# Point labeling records
--- --- ---
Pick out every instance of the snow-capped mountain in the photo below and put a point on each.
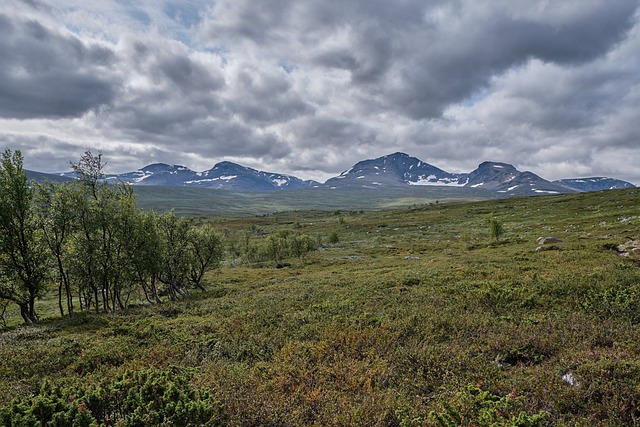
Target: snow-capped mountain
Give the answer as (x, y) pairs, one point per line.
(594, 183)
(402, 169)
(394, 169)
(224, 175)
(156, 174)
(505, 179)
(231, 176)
--- --- ---
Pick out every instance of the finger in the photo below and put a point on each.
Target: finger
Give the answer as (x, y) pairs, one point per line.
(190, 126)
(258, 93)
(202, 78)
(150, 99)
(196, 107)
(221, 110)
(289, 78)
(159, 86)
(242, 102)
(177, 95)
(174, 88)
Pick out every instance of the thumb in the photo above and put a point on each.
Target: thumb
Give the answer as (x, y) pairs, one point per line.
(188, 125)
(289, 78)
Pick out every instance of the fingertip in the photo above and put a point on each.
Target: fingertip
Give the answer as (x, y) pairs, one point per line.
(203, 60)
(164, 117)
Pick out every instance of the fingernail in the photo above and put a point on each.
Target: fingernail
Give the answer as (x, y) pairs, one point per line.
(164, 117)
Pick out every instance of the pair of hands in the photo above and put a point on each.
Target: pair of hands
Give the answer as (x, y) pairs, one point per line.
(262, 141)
--- --- ---
# Exercise prompt
Can you locate each line in the records containing the word "hands" (case-sensitive) and copy those lines out?

# Solution below
Pick out every instance of the pair of hands in the photo above and put a point on each.
Target: pair of hands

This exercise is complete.